▶ [Aim]: Show every line below that contains the string "wheel", matching case exactly.

## begin Data shown

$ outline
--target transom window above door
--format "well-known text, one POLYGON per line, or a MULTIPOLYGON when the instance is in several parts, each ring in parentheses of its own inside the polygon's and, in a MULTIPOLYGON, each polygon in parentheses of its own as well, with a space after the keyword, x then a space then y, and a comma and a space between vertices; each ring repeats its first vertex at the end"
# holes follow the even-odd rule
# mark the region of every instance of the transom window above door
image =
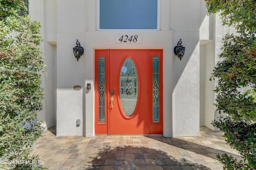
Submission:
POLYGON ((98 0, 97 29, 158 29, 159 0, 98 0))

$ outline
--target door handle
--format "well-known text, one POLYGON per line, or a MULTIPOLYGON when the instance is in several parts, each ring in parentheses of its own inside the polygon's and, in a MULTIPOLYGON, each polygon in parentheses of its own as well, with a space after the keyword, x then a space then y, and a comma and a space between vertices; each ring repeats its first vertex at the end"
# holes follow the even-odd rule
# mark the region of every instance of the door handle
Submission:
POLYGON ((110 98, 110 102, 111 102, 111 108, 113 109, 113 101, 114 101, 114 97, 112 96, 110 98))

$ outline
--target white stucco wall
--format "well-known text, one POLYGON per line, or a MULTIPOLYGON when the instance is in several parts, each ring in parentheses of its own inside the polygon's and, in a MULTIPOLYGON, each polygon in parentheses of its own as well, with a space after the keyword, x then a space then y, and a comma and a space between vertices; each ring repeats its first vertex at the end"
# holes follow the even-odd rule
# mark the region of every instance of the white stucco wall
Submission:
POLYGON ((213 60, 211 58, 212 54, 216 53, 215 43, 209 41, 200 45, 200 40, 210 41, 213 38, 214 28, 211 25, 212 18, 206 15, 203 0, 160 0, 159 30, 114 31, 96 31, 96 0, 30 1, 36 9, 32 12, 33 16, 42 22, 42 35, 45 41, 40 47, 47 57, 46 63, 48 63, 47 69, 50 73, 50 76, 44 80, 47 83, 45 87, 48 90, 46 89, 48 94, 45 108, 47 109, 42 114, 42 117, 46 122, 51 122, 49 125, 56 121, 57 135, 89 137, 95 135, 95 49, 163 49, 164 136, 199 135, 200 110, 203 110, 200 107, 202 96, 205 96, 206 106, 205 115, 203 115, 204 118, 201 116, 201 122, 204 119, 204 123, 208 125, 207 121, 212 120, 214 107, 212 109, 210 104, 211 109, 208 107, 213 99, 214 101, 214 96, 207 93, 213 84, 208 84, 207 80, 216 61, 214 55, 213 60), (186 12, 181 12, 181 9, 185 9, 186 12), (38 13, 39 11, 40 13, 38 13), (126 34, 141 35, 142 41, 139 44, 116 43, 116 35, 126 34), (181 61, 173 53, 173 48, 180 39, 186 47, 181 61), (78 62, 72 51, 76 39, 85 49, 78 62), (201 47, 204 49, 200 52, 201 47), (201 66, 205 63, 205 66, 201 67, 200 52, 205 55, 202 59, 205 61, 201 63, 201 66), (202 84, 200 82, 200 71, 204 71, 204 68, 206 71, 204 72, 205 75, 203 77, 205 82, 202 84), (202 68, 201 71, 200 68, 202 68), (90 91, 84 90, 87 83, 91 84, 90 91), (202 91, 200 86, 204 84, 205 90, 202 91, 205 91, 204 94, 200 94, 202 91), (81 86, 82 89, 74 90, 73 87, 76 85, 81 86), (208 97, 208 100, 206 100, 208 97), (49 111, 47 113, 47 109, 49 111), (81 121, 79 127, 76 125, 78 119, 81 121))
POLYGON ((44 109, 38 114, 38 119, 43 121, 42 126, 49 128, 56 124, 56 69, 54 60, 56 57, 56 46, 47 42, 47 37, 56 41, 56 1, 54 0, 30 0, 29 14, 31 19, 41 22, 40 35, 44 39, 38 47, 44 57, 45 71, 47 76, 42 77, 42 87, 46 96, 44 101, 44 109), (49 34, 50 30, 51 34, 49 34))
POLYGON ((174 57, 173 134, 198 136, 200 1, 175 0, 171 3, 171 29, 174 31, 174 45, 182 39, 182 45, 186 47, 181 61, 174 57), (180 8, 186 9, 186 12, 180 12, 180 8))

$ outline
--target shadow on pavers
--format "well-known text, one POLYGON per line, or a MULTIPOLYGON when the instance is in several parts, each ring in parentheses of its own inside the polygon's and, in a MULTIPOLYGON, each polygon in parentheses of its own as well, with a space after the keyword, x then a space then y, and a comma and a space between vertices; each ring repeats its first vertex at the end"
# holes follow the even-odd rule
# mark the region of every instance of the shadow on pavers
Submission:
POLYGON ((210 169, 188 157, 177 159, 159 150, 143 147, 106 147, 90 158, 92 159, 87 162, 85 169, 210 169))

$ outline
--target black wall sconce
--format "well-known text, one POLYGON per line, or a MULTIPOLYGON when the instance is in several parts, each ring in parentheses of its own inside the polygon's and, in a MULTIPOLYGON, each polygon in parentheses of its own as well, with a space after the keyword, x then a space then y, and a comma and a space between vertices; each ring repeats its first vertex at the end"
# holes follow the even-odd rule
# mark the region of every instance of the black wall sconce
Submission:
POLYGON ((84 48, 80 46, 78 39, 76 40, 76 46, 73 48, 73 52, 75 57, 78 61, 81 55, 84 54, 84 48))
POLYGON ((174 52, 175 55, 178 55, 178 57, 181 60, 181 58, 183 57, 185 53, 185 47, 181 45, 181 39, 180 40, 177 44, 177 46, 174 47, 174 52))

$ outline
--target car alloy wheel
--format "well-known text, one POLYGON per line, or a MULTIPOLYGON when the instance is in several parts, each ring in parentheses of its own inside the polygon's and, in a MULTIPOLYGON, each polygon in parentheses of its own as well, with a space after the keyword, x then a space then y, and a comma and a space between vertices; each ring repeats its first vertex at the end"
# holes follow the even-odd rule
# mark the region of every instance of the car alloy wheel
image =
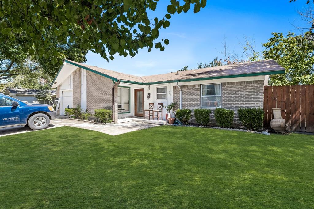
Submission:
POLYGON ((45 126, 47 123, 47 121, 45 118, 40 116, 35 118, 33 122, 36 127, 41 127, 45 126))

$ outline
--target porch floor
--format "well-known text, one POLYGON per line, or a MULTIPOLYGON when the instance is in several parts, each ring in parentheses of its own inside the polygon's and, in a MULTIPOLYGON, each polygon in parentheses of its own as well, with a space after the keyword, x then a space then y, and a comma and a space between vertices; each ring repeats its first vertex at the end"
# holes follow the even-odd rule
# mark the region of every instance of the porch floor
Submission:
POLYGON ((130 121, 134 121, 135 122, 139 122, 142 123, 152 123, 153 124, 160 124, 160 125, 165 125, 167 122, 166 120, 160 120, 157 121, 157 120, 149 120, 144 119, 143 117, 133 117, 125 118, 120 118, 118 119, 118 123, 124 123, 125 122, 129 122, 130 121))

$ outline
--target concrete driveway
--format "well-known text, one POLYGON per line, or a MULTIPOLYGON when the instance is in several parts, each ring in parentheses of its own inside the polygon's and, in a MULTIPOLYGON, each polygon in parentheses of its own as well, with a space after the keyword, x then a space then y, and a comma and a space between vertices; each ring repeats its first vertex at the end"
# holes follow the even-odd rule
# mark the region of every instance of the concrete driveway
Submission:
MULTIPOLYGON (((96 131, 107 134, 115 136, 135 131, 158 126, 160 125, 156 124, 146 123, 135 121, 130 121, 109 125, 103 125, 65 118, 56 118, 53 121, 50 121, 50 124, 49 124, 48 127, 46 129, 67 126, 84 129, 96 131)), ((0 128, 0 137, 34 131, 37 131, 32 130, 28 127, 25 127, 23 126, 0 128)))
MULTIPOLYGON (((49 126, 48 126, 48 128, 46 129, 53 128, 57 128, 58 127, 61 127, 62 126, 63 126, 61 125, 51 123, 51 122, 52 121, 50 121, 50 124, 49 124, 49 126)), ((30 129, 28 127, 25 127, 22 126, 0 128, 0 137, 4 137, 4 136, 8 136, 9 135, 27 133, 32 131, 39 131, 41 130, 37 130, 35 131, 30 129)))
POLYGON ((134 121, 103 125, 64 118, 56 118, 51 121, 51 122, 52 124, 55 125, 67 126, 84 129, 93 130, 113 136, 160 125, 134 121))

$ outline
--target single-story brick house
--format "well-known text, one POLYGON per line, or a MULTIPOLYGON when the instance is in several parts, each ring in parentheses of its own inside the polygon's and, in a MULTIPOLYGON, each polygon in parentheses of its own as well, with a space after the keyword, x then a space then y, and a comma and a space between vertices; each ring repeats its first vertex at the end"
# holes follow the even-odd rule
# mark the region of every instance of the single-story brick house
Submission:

## end Data shown

▶ [Complete output]:
--target car alloy wheel
# mark the region of every instance of the car alloy wheel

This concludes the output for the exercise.